ASSIGNMENT
Copy, from the data below, every line that has "green" in it.

Stored data
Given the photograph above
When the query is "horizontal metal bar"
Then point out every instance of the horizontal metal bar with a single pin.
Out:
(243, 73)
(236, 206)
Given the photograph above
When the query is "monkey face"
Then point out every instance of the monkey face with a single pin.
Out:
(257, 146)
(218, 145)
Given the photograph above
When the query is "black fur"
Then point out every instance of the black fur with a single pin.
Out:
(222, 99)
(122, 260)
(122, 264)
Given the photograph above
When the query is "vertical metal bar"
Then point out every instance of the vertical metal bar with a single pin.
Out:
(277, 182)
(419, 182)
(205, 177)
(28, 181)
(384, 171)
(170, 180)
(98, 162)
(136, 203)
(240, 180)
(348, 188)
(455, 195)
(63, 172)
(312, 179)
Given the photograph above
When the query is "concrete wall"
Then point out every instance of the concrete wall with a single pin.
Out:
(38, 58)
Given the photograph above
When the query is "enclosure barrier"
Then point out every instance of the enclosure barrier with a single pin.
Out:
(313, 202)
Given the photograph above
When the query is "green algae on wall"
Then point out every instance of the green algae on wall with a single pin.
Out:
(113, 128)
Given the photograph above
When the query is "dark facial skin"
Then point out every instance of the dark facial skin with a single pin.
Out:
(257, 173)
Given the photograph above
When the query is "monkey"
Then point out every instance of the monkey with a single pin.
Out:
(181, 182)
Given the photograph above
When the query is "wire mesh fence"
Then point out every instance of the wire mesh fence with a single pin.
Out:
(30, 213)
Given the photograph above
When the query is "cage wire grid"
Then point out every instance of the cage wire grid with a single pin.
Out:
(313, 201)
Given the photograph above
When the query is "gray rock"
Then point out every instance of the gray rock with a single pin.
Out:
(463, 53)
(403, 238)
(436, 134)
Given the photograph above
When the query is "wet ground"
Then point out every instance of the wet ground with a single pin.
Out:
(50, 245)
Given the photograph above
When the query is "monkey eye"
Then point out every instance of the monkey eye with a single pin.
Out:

FINISHED EXERCISE
When the query is "green algae on wall"
Then point out every instance of the green algae on wall with a single pin.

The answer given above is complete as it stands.